INSTRUCTION:
State how many lines of the material below contain the string "niche", with case counting, and give only the number.

Records from a point-labeling set:
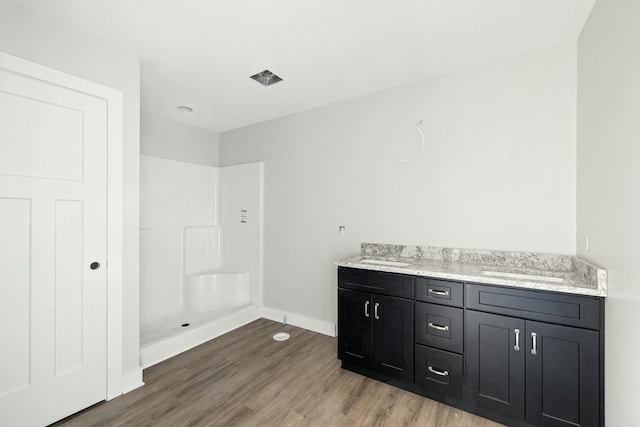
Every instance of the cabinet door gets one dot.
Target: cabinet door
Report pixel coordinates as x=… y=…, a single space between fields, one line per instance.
x=495 y=362
x=354 y=319
x=562 y=376
x=393 y=337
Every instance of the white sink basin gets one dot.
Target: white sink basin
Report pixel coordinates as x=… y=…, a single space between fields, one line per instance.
x=523 y=276
x=382 y=262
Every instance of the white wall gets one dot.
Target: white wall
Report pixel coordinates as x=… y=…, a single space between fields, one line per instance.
x=241 y=189
x=169 y=139
x=608 y=205
x=173 y=195
x=498 y=172
x=42 y=40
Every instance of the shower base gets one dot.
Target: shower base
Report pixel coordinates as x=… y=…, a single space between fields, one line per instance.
x=166 y=338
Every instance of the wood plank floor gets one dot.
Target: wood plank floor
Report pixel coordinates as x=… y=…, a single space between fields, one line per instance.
x=244 y=378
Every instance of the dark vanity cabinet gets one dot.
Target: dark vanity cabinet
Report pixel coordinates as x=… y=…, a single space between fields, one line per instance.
x=521 y=357
x=513 y=355
x=375 y=324
x=439 y=338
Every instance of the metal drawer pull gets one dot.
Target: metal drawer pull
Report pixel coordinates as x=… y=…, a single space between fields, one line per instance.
x=534 y=345
x=437 y=372
x=438 y=327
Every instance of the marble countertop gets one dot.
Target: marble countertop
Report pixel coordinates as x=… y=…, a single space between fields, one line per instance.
x=549 y=272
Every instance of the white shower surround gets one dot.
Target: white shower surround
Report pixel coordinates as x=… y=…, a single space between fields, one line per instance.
x=178 y=198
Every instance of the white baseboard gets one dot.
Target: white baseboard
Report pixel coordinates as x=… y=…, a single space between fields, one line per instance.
x=300 y=321
x=132 y=380
x=157 y=352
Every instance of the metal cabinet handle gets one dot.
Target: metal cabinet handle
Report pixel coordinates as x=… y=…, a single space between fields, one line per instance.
x=438 y=327
x=438 y=372
x=534 y=344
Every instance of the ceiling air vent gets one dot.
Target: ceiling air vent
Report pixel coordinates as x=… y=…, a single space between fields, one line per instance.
x=266 y=78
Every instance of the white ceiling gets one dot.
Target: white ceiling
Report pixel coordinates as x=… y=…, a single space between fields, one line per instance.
x=201 y=52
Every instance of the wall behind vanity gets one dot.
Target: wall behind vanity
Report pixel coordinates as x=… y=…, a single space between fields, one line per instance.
x=498 y=172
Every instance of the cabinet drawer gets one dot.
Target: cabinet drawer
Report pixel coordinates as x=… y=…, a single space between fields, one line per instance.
x=439 y=291
x=439 y=371
x=377 y=282
x=439 y=326
x=564 y=309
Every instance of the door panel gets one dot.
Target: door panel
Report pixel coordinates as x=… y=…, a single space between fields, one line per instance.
x=15 y=289
x=563 y=376
x=354 y=336
x=393 y=336
x=53 y=223
x=495 y=370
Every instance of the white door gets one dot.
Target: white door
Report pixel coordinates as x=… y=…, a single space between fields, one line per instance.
x=53 y=226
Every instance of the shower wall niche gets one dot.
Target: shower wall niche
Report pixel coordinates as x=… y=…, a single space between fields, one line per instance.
x=200 y=252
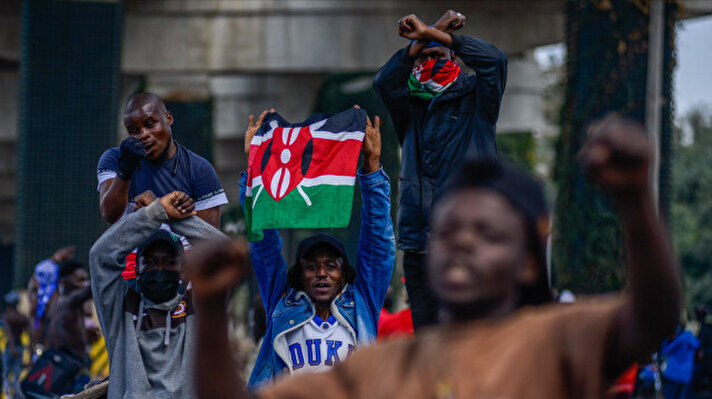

FULL RESPONSE:
2